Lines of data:
-----

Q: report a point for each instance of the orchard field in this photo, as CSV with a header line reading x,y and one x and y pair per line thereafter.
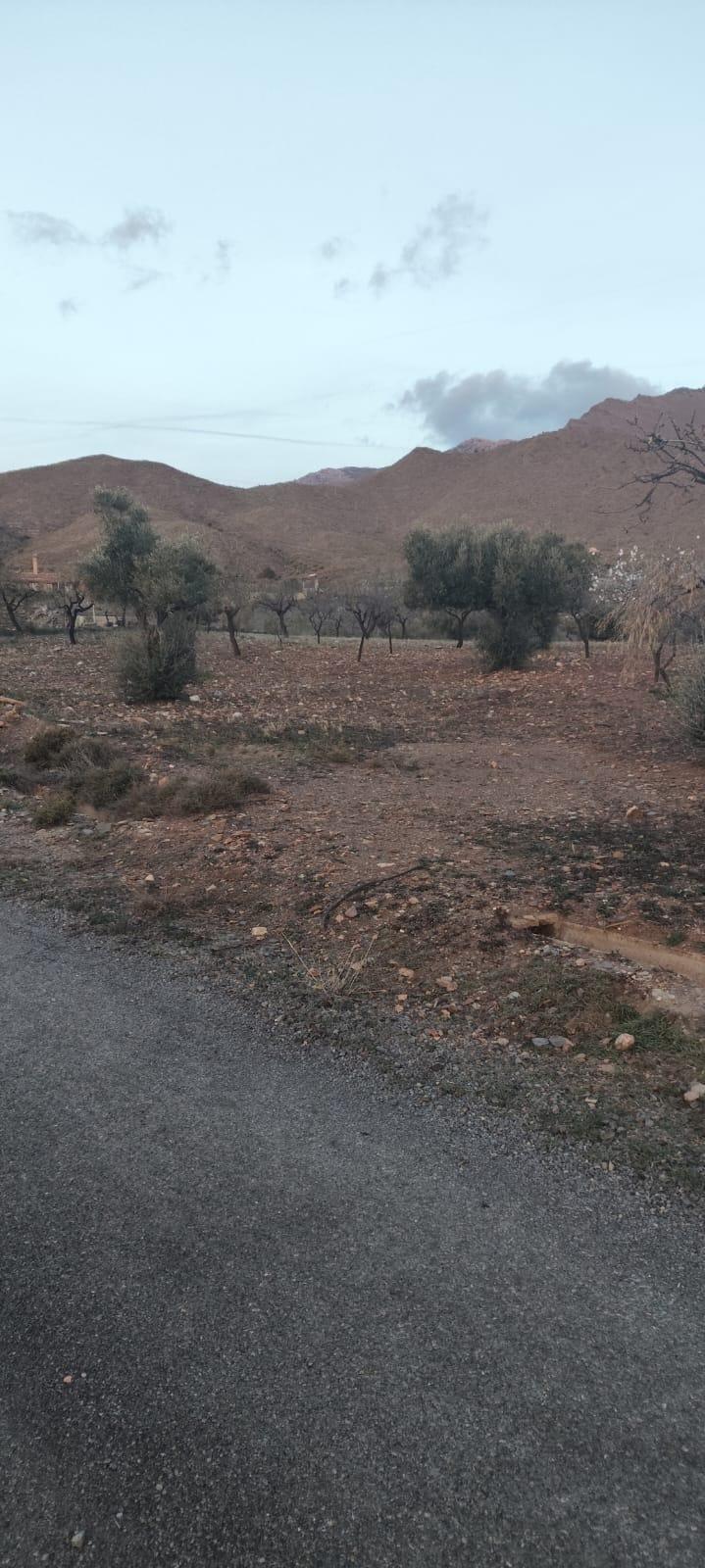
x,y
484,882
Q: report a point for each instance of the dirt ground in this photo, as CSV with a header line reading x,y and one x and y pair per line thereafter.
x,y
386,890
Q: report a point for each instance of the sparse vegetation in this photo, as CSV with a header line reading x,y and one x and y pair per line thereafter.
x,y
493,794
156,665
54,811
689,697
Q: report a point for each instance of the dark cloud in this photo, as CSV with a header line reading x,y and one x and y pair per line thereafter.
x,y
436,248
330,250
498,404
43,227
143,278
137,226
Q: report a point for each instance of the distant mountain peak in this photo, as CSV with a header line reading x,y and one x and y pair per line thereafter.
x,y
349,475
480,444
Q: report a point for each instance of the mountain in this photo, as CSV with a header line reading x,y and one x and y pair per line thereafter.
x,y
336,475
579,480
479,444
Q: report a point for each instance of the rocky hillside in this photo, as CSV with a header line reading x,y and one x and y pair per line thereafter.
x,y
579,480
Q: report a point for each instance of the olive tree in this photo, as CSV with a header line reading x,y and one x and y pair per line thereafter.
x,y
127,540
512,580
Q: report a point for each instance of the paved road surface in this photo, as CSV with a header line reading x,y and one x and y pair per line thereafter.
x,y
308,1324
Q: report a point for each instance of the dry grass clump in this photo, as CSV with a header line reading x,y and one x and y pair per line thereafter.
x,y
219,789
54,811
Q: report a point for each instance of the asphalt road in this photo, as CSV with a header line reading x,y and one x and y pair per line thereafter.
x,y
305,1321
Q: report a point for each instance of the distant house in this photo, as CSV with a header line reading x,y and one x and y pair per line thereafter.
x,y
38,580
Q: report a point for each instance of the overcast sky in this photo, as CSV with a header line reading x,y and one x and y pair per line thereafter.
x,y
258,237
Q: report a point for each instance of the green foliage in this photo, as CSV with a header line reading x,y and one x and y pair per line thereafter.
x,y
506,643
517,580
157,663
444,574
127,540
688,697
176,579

-----

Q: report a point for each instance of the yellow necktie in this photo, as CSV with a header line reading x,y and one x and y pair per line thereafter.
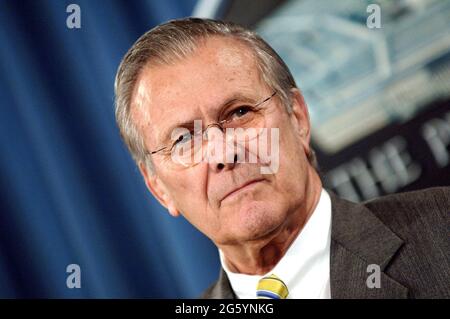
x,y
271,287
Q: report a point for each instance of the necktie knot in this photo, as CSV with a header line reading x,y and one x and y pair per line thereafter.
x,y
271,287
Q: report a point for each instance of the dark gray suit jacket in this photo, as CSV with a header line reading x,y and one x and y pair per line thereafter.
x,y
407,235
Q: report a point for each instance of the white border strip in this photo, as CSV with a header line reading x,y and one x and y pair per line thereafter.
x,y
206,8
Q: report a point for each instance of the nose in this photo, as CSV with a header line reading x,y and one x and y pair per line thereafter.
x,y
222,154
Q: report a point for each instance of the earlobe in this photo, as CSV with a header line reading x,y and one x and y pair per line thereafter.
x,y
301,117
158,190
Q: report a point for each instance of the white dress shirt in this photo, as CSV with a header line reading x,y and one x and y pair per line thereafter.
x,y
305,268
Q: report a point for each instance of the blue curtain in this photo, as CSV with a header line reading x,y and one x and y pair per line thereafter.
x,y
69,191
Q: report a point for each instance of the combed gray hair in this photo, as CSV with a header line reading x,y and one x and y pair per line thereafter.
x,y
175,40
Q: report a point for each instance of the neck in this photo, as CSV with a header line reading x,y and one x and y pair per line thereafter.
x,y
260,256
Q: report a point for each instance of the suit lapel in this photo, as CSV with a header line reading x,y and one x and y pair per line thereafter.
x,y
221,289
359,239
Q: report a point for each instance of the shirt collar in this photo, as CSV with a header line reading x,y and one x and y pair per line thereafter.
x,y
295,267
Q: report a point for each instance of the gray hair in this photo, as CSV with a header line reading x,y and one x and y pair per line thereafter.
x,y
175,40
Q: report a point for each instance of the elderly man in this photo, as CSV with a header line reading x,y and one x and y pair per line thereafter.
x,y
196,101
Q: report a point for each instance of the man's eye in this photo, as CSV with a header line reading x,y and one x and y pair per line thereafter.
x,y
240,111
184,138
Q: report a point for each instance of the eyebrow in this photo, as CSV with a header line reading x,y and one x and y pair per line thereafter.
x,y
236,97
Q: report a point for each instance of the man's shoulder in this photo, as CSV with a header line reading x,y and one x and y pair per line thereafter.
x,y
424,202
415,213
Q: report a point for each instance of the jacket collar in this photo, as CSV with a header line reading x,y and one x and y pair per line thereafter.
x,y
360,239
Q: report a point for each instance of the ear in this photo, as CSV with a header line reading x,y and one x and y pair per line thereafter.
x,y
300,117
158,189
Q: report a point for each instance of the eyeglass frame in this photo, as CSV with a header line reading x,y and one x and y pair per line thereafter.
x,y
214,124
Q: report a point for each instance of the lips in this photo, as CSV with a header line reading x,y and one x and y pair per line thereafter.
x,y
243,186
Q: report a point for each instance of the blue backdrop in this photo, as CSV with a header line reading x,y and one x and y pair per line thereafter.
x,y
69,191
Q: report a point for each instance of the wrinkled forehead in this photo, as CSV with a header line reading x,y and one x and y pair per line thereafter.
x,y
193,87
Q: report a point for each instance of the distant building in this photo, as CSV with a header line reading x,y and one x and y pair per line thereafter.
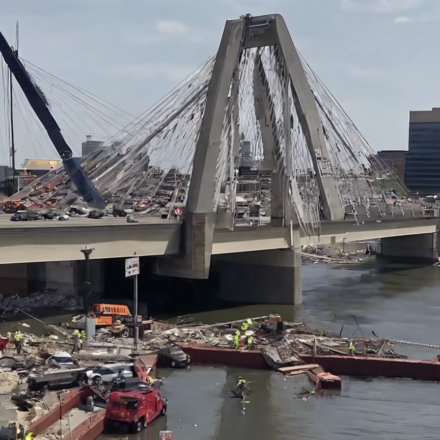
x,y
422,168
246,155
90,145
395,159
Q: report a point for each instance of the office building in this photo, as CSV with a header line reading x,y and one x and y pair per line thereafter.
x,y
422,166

-----

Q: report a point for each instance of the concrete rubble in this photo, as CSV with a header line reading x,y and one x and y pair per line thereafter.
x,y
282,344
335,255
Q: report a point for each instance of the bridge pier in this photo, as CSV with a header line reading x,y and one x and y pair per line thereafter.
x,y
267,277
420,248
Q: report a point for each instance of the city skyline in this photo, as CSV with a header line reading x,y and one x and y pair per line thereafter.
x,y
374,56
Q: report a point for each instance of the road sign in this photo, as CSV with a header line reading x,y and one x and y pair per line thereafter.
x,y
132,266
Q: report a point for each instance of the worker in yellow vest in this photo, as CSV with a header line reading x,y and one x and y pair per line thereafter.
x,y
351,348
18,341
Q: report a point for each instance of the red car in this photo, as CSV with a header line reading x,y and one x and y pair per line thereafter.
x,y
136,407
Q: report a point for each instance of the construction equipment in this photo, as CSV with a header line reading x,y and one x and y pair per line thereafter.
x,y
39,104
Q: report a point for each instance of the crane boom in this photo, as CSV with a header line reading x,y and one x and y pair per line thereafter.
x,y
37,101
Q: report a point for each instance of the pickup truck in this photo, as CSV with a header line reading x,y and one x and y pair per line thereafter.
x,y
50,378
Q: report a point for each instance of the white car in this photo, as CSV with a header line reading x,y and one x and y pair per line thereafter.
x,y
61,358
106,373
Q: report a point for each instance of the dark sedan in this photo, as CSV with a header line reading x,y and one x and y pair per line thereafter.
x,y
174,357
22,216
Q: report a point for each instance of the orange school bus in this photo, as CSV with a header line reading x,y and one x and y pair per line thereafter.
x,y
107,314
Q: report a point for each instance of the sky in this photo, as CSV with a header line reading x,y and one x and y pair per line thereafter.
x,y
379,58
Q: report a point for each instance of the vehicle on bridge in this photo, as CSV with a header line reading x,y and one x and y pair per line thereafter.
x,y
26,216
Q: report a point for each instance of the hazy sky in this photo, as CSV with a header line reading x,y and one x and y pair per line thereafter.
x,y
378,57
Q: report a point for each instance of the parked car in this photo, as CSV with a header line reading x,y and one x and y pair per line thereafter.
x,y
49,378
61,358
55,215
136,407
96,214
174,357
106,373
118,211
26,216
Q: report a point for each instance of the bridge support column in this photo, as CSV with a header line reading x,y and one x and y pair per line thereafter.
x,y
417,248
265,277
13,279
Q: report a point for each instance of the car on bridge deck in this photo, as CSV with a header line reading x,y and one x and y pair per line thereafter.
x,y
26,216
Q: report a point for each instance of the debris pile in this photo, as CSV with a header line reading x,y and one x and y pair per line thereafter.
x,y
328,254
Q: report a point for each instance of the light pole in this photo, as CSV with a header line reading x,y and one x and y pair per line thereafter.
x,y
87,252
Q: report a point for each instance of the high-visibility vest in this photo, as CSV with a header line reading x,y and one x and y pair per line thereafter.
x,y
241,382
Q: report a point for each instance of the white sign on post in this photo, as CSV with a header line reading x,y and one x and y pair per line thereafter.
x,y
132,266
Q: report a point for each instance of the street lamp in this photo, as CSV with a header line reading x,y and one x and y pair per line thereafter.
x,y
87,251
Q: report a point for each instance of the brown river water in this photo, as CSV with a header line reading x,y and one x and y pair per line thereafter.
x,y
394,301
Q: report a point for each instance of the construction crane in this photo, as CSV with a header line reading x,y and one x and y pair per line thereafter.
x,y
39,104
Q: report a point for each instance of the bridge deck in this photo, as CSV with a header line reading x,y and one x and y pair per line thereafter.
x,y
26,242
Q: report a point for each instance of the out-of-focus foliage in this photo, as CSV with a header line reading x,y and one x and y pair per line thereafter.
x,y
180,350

-----

OBJECTIVE => Pull out every line in the lines of data above that includes the word "pole", and copy each one unchanged.

WRITTEN ANSWER =>
Q: report a point for each instance of the light pole in this photo, as CSV with a header line reading x,y and one x and y pair per line thereafter.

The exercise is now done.